### Given exercise
Reproduce the rows below word for word, from the line containing "target | belfry" through the last line of the rows, with both ends included.

### Exercise input

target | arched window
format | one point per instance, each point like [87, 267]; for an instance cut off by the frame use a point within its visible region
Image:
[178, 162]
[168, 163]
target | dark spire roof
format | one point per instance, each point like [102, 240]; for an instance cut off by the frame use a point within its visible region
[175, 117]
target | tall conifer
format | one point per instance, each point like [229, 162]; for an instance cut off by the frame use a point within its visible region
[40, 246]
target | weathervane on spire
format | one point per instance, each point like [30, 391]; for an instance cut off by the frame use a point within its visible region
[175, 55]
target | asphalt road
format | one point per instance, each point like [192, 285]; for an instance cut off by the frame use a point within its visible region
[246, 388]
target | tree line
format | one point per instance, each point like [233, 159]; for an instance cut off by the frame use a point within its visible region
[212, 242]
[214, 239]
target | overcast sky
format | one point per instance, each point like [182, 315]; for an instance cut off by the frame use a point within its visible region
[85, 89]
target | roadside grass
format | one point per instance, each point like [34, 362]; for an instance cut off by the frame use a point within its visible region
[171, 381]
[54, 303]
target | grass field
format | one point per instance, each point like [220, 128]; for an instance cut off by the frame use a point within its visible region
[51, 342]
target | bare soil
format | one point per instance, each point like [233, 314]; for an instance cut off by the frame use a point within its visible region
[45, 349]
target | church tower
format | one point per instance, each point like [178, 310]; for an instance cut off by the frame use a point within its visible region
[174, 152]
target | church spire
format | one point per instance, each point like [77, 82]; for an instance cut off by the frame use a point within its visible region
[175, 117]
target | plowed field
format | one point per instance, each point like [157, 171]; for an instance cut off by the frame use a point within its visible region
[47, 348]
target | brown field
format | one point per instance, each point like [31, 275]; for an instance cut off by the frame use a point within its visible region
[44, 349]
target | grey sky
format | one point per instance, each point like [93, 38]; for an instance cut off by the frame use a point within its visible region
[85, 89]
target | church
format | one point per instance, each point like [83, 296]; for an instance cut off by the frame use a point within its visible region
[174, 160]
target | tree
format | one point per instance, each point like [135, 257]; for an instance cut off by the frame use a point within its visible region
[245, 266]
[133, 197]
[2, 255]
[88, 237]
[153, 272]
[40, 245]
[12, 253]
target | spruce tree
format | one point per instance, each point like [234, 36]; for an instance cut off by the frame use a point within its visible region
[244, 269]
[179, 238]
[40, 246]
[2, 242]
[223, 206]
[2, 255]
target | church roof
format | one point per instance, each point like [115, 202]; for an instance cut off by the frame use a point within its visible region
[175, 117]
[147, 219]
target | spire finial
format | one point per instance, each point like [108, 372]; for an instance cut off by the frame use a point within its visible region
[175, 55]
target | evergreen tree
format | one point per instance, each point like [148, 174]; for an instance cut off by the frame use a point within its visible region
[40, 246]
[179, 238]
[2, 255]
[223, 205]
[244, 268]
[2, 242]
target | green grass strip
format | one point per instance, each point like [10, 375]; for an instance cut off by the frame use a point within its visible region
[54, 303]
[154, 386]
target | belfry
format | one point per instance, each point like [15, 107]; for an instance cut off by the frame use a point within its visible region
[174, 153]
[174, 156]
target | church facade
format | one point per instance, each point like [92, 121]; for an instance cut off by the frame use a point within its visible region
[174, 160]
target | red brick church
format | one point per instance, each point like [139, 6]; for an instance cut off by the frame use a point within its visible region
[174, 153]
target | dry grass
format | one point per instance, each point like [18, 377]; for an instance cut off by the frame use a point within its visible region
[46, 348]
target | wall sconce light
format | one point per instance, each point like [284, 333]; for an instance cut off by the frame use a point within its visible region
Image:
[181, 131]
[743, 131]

### Correct output
target | belfry
format | one point per instance, each point like [15, 107]; for an instance cut off by the frame use a point within its visible region
[174, 153]
[174, 156]
target | church facade
format | one point per instance, each point like [92, 121]; for an instance cut off by the frame use a point within its visible region
[174, 160]
target | red brick church
format | one point per instance, each point like [139, 6]; for an instance cut off by the frame use a point within its visible region
[174, 153]
target | dry grass
format | one point per instance, each point like [18, 377]; for an instance cut off by the frame use a point within its visible region
[46, 348]
target | wall sconce light
format | one point per instance, each point like [284, 333]; for an instance cut off by the frame use a point within its visible region
Image:
[181, 131]
[743, 131]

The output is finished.